***** Material provided *****
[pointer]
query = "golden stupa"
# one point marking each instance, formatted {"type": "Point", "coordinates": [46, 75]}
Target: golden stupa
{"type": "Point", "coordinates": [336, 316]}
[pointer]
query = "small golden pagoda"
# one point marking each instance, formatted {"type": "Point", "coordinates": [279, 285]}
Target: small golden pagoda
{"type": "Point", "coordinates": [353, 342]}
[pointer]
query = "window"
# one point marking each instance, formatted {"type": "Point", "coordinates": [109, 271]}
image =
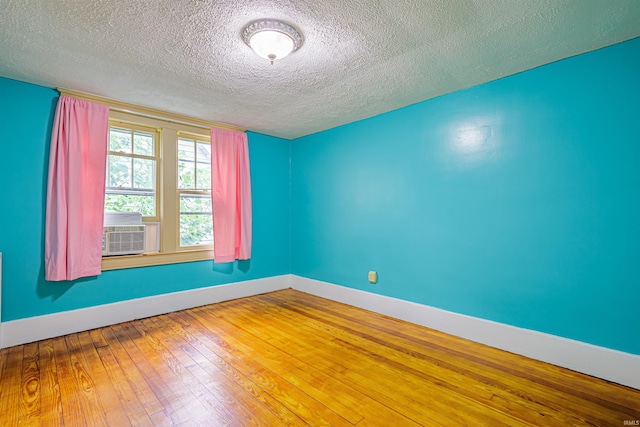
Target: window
{"type": "Point", "coordinates": [162, 170]}
{"type": "Point", "coordinates": [132, 161]}
{"type": "Point", "coordinates": [194, 188]}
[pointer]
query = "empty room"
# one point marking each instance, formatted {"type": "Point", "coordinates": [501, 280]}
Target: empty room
{"type": "Point", "coordinates": [338, 213]}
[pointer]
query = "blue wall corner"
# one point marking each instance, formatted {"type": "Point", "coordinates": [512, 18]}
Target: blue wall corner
{"type": "Point", "coordinates": [516, 201]}
{"type": "Point", "coordinates": [28, 111]}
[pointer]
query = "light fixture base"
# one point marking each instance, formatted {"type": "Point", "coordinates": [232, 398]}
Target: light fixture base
{"type": "Point", "coordinates": [278, 30]}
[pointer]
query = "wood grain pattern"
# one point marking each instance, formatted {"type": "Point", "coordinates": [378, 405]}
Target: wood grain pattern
{"type": "Point", "coordinates": [291, 359]}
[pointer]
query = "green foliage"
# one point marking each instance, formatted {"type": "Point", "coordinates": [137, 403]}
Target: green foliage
{"type": "Point", "coordinates": [130, 203]}
{"type": "Point", "coordinates": [196, 223]}
{"type": "Point", "coordinates": [196, 230]}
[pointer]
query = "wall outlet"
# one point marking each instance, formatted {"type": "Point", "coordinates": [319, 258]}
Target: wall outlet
{"type": "Point", "coordinates": [373, 277]}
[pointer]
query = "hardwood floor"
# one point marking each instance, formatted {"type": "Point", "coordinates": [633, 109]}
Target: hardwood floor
{"type": "Point", "coordinates": [288, 358]}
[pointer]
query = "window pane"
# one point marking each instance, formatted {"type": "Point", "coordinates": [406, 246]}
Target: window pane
{"type": "Point", "coordinates": [145, 204]}
{"type": "Point", "coordinates": [186, 149]}
{"type": "Point", "coordinates": [144, 173]}
{"type": "Point", "coordinates": [120, 140]}
{"type": "Point", "coordinates": [143, 143]}
{"type": "Point", "coordinates": [186, 174]}
{"type": "Point", "coordinates": [119, 173]}
{"type": "Point", "coordinates": [196, 224]}
{"type": "Point", "coordinates": [204, 153]}
{"type": "Point", "coordinates": [204, 176]}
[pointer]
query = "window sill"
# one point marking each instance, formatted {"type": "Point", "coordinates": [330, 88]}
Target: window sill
{"type": "Point", "coordinates": [146, 260]}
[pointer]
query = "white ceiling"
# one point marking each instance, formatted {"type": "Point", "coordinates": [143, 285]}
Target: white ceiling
{"type": "Point", "coordinates": [360, 58]}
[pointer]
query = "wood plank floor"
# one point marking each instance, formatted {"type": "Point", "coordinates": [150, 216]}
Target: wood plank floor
{"type": "Point", "coordinates": [291, 359]}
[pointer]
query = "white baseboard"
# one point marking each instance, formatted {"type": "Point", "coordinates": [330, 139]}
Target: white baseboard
{"type": "Point", "coordinates": [37, 328]}
{"type": "Point", "coordinates": [601, 362]}
{"type": "Point", "coordinates": [612, 365]}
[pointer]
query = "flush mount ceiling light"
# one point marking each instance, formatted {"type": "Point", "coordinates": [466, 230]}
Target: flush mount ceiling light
{"type": "Point", "coordinates": [272, 39]}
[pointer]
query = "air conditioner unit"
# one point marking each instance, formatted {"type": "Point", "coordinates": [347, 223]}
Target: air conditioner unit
{"type": "Point", "coordinates": [123, 240]}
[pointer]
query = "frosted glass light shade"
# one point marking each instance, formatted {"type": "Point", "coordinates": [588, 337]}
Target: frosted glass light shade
{"type": "Point", "coordinates": [271, 45]}
{"type": "Point", "coordinates": [271, 39]}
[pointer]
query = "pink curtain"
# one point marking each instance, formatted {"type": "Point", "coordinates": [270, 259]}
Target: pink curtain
{"type": "Point", "coordinates": [231, 195]}
{"type": "Point", "coordinates": [75, 190]}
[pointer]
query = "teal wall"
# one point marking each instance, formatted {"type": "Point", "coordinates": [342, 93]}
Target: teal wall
{"type": "Point", "coordinates": [27, 112]}
{"type": "Point", "coordinates": [516, 201]}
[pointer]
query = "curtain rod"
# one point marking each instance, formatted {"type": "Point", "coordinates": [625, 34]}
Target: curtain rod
*****
In the copy, include no pictures; restate the listing above exactly.

Correct output -
[pointer]
query = "golden stupa"
# one point marking each instance, formatted {"type": "Point", "coordinates": [46, 75]}
Target: golden stupa
{"type": "Point", "coordinates": [336, 316]}
[pointer]
query = "small golden pagoda"
# one point marking each instance, formatted {"type": "Point", "coordinates": [279, 285]}
Target: small golden pagoda
{"type": "Point", "coordinates": [353, 342]}
[pointer]
query = "window"
# one point marking each instance, formatted {"type": "Point", "coordinates": [109, 271]}
image =
Target: window
{"type": "Point", "coordinates": [162, 170]}
{"type": "Point", "coordinates": [132, 161]}
{"type": "Point", "coordinates": [194, 188]}
[pointer]
query = "empty room"
# one point marking each instance, formatted {"type": "Point", "coordinates": [501, 280]}
Target: empty room
{"type": "Point", "coordinates": [338, 213]}
[pointer]
query = "blue wall corner"
# one point marking each instance, formatted {"type": "Point", "coordinates": [512, 18]}
Target: blue wall corner
{"type": "Point", "coordinates": [516, 201]}
{"type": "Point", "coordinates": [28, 111]}
[pointer]
query = "light fixture base"
# one point marking each instance, formatted {"type": "Point", "coordinates": [232, 398]}
Target: light fixture base
{"type": "Point", "coordinates": [278, 30]}
[pointer]
query = "wood grain pattern"
# one point marking each instance, formatted {"type": "Point", "coordinates": [378, 405]}
Target: wood grain pattern
{"type": "Point", "coordinates": [291, 359]}
[pointer]
query = "green foliage"
# one point marking each instance, formatted {"type": "Point", "coordinates": [137, 403]}
Target: green foliage
{"type": "Point", "coordinates": [130, 203]}
{"type": "Point", "coordinates": [196, 223]}
{"type": "Point", "coordinates": [196, 230]}
[pointer]
query = "wall outlet"
# one point marking each instance, formatted {"type": "Point", "coordinates": [319, 258]}
Target: wall outlet
{"type": "Point", "coordinates": [373, 277]}
[pointer]
query = "hardwood floor"
# one point marking each instance, formatted {"type": "Point", "coordinates": [633, 109]}
Target: hardwood floor
{"type": "Point", "coordinates": [288, 358]}
[pointer]
query = "window pane"
# one point marking each instance, formatted {"type": "Point", "coordinates": [406, 246]}
Target: window pane
{"type": "Point", "coordinates": [145, 204]}
{"type": "Point", "coordinates": [186, 149]}
{"type": "Point", "coordinates": [144, 173]}
{"type": "Point", "coordinates": [120, 140]}
{"type": "Point", "coordinates": [143, 143]}
{"type": "Point", "coordinates": [186, 174]}
{"type": "Point", "coordinates": [119, 173]}
{"type": "Point", "coordinates": [196, 224]}
{"type": "Point", "coordinates": [204, 153]}
{"type": "Point", "coordinates": [204, 176]}
[pointer]
query = "window sill"
# one point marking each instance, formatted {"type": "Point", "coordinates": [330, 88]}
Target: window sill
{"type": "Point", "coordinates": [146, 260]}
[pointer]
query = "white ceiling"
# one point marking each instance, formatted {"type": "Point", "coordinates": [143, 285]}
Target: white ceiling
{"type": "Point", "coordinates": [360, 58]}
[pointer]
query = "wood plank floor"
# one point marking each instance, formatted {"type": "Point", "coordinates": [150, 216]}
Target: wood plank floor
{"type": "Point", "coordinates": [291, 359]}
[pointer]
query = "white baseboard"
# one point marking each instance, formatted {"type": "Point", "coordinates": [330, 139]}
Target: white baseboard
{"type": "Point", "coordinates": [37, 328]}
{"type": "Point", "coordinates": [601, 362]}
{"type": "Point", "coordinates": [612, 365]}
[pointer]
query = "flush mount ceiling light"
# one point marking each instance, formatted {"type": "Point", "coordinates": [466, 230]}
Target: flush mount ceiling light
{"type": "Point", "coordinates": [272, 39]}
[pointer]
query = "air conditioner unit"
# one point marking each instance, formatted {"type": "Point", "coordinates": [347, 223]}
Target: air conditioner unit
{"type": "Point", "coordinates": [123, 240]}
[pointer]
query = "frosted glass light shade"
# one point marking each instance, formatted {"type": "Point", "coordinates": [588, 337]}
Target: frosted glass light shade
{"type": "Point", "coordinates": [271, 45]}
{"type": "Point", "coordinates": [271, 39]}
[pointer]
query = "pink curtain"
# one point marking each instance, formatted {"type": "Point", "coordinates": [270, 259]}
Target: pink curtain
{"type": "Point", "coordinates": [231, 195]}
{"type": "Point", "coordinates": [75, 190]}
[pointer]
query = "teal wall"
# one point marking each instance, formatted {"type": "Point", "coordinates": [342, 93]}
Target: teal wall
{"type": "Point", "coordinates": [27, 112]}
{"type": "Point", "coordinates": [516, 201]}
[pointer]
query = "curtain rod"
# one point marking each instance, formatted {"type": "Point", "coordinates": [625, 34]}
Target: curtain rod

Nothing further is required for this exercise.